> **Your assignment**
Arrange every line of the material below as a numbered list, dropping any blank lines.

Saved entries
★ ★ ★ ★
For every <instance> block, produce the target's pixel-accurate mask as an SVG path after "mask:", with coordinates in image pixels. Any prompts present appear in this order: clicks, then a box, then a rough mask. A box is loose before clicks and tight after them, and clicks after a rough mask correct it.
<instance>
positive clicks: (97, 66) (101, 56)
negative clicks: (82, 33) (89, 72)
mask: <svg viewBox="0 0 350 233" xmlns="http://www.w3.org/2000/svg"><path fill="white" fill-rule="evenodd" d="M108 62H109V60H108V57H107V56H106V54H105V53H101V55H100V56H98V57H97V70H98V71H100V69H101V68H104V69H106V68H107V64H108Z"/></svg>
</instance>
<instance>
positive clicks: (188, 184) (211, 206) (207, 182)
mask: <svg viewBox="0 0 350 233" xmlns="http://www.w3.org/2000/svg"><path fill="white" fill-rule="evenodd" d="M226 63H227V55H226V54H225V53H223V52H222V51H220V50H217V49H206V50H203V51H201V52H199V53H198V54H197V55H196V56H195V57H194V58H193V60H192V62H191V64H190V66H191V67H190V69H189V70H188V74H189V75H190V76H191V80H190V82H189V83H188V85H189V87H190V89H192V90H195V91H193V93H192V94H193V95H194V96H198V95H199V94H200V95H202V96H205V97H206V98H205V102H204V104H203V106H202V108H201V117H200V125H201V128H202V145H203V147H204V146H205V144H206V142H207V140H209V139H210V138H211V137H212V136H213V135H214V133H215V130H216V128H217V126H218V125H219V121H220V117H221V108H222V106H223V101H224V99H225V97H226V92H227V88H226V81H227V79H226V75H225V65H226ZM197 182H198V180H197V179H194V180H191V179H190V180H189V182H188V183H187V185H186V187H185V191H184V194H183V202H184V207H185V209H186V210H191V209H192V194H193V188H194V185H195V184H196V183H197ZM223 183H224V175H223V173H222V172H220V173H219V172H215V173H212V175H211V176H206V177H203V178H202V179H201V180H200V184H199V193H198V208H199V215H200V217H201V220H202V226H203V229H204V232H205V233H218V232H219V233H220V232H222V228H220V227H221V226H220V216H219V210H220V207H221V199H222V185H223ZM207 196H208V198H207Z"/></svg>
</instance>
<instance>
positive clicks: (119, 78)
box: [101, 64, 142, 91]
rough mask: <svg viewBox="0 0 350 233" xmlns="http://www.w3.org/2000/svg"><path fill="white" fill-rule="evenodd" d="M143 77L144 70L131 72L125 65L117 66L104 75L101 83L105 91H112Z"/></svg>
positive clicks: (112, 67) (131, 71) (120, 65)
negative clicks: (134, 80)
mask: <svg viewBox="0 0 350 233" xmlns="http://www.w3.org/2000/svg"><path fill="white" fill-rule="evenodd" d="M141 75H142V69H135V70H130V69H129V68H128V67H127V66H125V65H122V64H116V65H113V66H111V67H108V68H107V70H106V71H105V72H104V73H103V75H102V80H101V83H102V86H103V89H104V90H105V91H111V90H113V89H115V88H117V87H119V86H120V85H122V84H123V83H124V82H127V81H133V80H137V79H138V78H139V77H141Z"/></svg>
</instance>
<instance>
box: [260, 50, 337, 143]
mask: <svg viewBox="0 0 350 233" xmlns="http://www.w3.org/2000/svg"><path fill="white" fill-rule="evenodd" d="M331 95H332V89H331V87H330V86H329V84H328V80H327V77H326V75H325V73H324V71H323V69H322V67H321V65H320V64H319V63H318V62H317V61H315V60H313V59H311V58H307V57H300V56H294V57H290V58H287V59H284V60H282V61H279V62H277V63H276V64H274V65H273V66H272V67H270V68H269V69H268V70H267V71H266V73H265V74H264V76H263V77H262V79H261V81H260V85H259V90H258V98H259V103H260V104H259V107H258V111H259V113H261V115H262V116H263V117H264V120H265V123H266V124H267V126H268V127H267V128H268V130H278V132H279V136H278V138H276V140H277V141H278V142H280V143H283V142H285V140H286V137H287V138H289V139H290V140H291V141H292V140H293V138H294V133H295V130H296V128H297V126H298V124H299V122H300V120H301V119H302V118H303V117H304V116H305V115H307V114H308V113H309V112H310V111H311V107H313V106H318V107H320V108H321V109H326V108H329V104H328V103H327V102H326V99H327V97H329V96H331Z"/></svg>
★ ★ ★ ★
> **Exercise response**
1. For every <instance> block, produce the target's pixel-accurate mask as an SVG path after "mask:", with coordinates in image pixels. Any prompts present appear in this order: clicks, then a box, then a rough mask. A box is loose before clicks and tight after them, and clicks after a rough mask correct it.
2. <instance>
3. positive clicks: (97, 66) (101, 56)
4. negative clicks: (82, 33) (89, 72)
5. mask: <svg viewBox="0 0 350 233" xmlns="http://www.w3.org/2000/svg"><path fill="white" fill-rule="evenodd" d="M108 62H109V60H108V57H107V56H106V54H105V53H101V55H100V56H98V57H97V70H98V71H100V69H101V68H104V69H106V68H107V64H108Z"/></svg>
6. </instance>
7. <instance>
8. positive clicks: (188, 184) (211, 206) (207, 182)
9. mask: <svg viewBox="0 0 350 233" xmlns="http://www.w3.org/2000/svg"><path fill="white" fill-rule="evenodd" d="M226 63H227V55H226V54H225V53H223V52H222V51H220V50H217V49H206V50H203V51H201V52H199V53H198V54H197V55H196V56H195V57H194V58H193V60H192V62H191V64H190V66H191V67H190V69H189V70H188V74H189V75H190V76H191V80H190V82H189V83H188V85H189V87H190V89H192V90H195V91H193V93H192V94H193V95H194V96H198V95H199V94H200V95H202V96H205V97H206V98H205V102H204V104H203V106H202V108H201V117H200V125H201V128H202V145H203V147H204V146H205V144H206V142H207V140H209V139H210V138H211V137H212V136H213V135H214V133H215V130H216V128H217V126H218V125H219V121H220V117H221V108H222V106H223V101H224V99H225V97H226V92H227V88H226V81H227V79H226V75H225V65H226ZM197 182H198V180H197V179H194V180H191V179H190V180H189V182H188V183H187V185H186V187H185V191H184V194H183V202H184V207H185V209H186V210H191V209H192V194H193V188H194V185H195V184H196V183H197ZM223 183H224V175H223V173H222V172H220V173H219V172H215V173H212V175H211V176H206V177H203V178H202V179H201V180H200V184H199V193H198V208H199V215H200V217H201V220H202V226H203V229H204V232H205V233H218V232H219V233H220V232H222V228H220V227H221V226H220V216H219V210H220V207H221V199H222V185H223ZM207 196H208V198H207Z"/></svg>
10. </instance>
11. <instance>
12. positive clicks: (119, 78)
13. box: [101, 64, 142, 91]
14. rough mask: <svg viewBox="0 0 350 233" xmlns="http://www.w3.org/2000/svg"><path fill="white" fill-rule="evenodd" d="M143 77L144 70L131 72L125 65L117 66L104 75L101 83L105 91H112Z"/></svg>
15. positive clicks: (112, 67) (131, 71) (120, 65)
16. negative clicks: (134, 80)
17. mask: <svg viewBox="0 0 350 233" xmlns="http://www.w3.org/2000/svg"><path fill="white" fill-rule="evenodd" d="M141 75H142V69H135V70H130V69H129V68H128V67H127V66H125V65H122V64H116V65H113V66H111V67H108V68H107V70H106V71H105V72H104V73H103V75H102V80H101V83H102V86H103V89H104V90H105V91H111V90H113V89H115V88H117V87H119V86H120V85H122V84H123V83H124V82H127V81H133V80H137V79H138V78H139V77H141Z"/></svg>
18. </instance>
19. <instance>
20. box: [260, 50, 337, 143]
21. mask: <svg viewBox="0 0 350 233" xmlns="http://www.w3.org/2000/svg"><path fill="white" fill-rule="evenodd" d="M331 95H332V89H331V87H330V86H329V84H328V80H327V77H326V75H325V73H324V71H323V69H322V67H321V65H320V64H319V63H318V62H317V61H315V60H313V59H311V58H307V57H300V56H294V57H290V58H287V59H284V60H282V61H279V62H277V63H276V64H274V65H273V66H272V67H270V68H269V69H268V70H267V71H266V73H265V74H264V76H263V77H262V79H261V81H260V85H259V90H258V98H259V103H260V104H259V107H258V111H259V113H261V115H262V116H263V117H264V120H265V123H266V124H267V126H268V127H267V128H268V130H278V132H279V136H278V138H276V140H277V141H278V142H280V143H283V142H285V140H286V137H287V138H289V139H290V140H291V141H292V140H293V138H294V133H295V130H296V128H297V126H298V124H299V122H300V120H301V119H302V118H303V117H304V116H305V115H307V114H308V113H309V112H310V111H311V107H313V106H318V107H320V108H321V109H326V108H329V104H328V103H327V102H326V99H327V97H329V96H331Z"/></svg>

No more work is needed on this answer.